====== Extrahierter Text

SV Rudersdorf wäre heute stolze 100 Jahre alt

Am letzten Samstag wäre der SV Rudersdorf 100 Jahre alt geworden. Frank Kruppa von der Siegener Zeitung hat hierzu am Samstag einen sehr interessantenText geschrieben, den wir euch nicht vorenthalten wollen.

krup Gernsdorf/Rudersdorf. Den TSV Weißtal gibt es seit 1971, als langjähriger Landes- und Bezirksligist ist der Fußballverein aus der Gemeinde Wilnsdorf – auch dank seiner herausragenden Jugendarbeit – fest im Siegerländer Sportgeschehen etabliert. Von 2005 bis 2009 gab der TSV sogar ein vierjähriges Gastspiel in der
Verbandsliga Westfalen (heute: Westfalenliga) und somit in der fünfthöchsten Spielklasse Deutschlands.

============
====== Datensätze

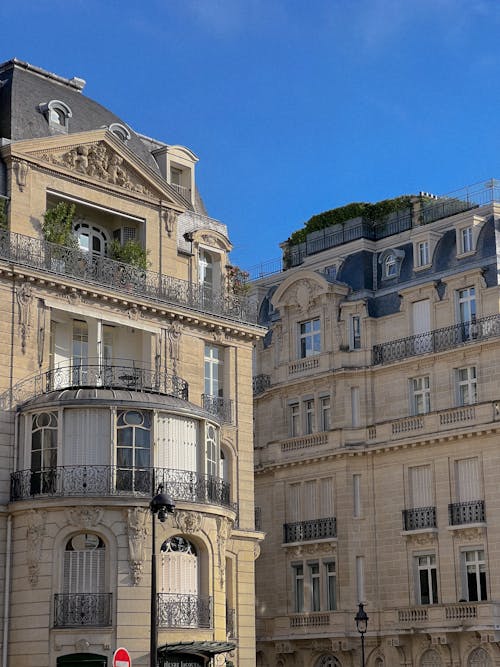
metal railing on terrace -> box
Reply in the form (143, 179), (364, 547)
(10, 465), (234, 509)
(0, 359), (189, 409)
(373, 314), (500, 365)
(0, 230), (257, 323)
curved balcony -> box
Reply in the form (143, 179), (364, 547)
(0, 359), (189, 408)
(10, 465), (234, 509)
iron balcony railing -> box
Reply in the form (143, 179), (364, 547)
(10, 465), (233, 508)
(403, 507), (436, 530)
(252, 373), (271, 396)
(157, 593), (212, 628)
(373, 314), (500, 365)
(201, 394), (234, 424)
(283, 517), (337, 544)
(54, 593), (112, 628)
(0, 230), (257, 323)
(448, 500), (486, 526)
(0, 359), (189, 408)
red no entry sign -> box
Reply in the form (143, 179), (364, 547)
(113, 648), (132, 667)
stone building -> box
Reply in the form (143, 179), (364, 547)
(0, 60), (262, 667)
(254, 181), (500, 667)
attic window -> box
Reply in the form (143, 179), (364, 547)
(40, 100), (73, 133)
(109, 123), (131, 142)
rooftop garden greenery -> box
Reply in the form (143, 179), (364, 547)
(288, 195), (414, 245)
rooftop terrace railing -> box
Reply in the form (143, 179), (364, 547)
(0, 230), (257, 324)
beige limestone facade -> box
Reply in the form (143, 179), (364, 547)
(0, 61), (263, 667)
(254, 188), (500, 667)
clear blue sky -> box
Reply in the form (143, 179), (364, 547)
(0, 0), (500, 268)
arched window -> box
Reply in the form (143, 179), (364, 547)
(116, 410), (151, 493)
(159, 535), (211, 628)
(55, 533), (110, 627)
(30, 412), (58, 495)
(420, 650), (443, 667)
(467, 648), (491, 667)
(73, 221), (109, 256)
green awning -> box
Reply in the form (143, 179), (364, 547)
(158, 642), (236, 658)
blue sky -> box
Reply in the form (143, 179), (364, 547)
(0, 0), (500, 268)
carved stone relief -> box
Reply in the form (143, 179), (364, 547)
(124, 507), (149, 586)
(26, 510), (47, 586)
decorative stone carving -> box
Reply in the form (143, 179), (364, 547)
(26, 510), (47, 586)
(16, 283), (33, 354)
(66, 507), (104, 530)
(12, 160), (29, 192)
(124, 507), (149, 586)
(38, 141), (155, 196)
(174, 510), (203, 534)
(162, 208), (178, 236)
(217, 517), (233, 588)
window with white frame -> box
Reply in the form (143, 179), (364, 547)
(417, 241), (430, 266)
(460, 227), (474, 254)
(288, 403), (300, 438)
(205, 344), (224, 398)
(410, 375), (431, 415)
(415, 554), (438, 604)
(304, 398), (315, 435)
(292, 563), (304, 613)
(351, 315), (361, 350)
(319, 396), (331, 431)
(299, 318), (321, 359)
(309, 563), (321, 611)
(456, 366), (477, 405)
(461, 549), (488, 602)
(324, 560), (337, 611)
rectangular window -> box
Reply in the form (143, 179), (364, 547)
(320, 396), (331, 431)
(304, 399), (314, 435)
(299, 318), (321, 359)
(462, 549), (488, 602)
(352, 474), (361, 518)
(410, 375), (431, 415)
(416, 554), (438, 604)
(461, 227), (473, 253)
(456, 366), (477, 405)
(205, 345), (224, 398)
(309, 563), (321, 611)
(293, 563), (304, 613)
(289, 403), (300, 438)
(418, 241), (430, 266)
(351, 315), (361, 350)
(325, 561), (337, 611)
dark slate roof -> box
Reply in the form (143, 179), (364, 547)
(0, 59), (160, 174)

============

Aufgaben im Überblick >>
- a) Schreiben Sie aus dem Text über den SV Rudersdorf wortgetreu ab, beginnend mit „krup Gernsdorf/Rudersdorf. Den“ und weiter bis einschließlich „fünfthöchsten Spielklasse Deutschlands.“.
- b) Welche Jahreszahlen werden im Text über den SV Rudersdorf genannt?
- c) Fassen Sie den Text über den SV Rudersdorf in zwei Sätzen zusammen.
Die Datensätze werden für die Bearbeitung nicht gebraucht.

Lösungen >>
- a)
krup Gernsdorf/Rudersdorf. Den TSV Weißtal gibt es seit 1971, als langjähriger Landes- und Bezirksligist ist der Fußballverein aus der Gemeinde Wilnsdorf – auch dank seiner herausragenden Jugendarbeit – fest im Siegerländer Sportgeschehen etabliert. Von 2005 bis 2009 gab der TSV sogar ein vierjähriges Gastspiel in der
Verbandsliga Westfalen (heute: Westfalenliga) und somit in der fünfthöchsten Spielklasse Deutschlands.

- b) 1971, 2005, 2009

- c) Am letzten Samstag wäre der SV Rudersdorf 100 Jahre alt geworden, und Frank Kruppa von der Siegener Zeitung hat dazu einen Text geschrieben. Der seit 1971 bestehende TSV Weißtal aus der Gemeinde Wilnsdorf ist als langjähriger Landes- und Bezirksligist im Siegerländer Sportgeschehen etabliert und spielte von 2005 bis 2009 in der Verbandsliga Westfalen, der fünfthöchsten Spielklasse Deutschlands.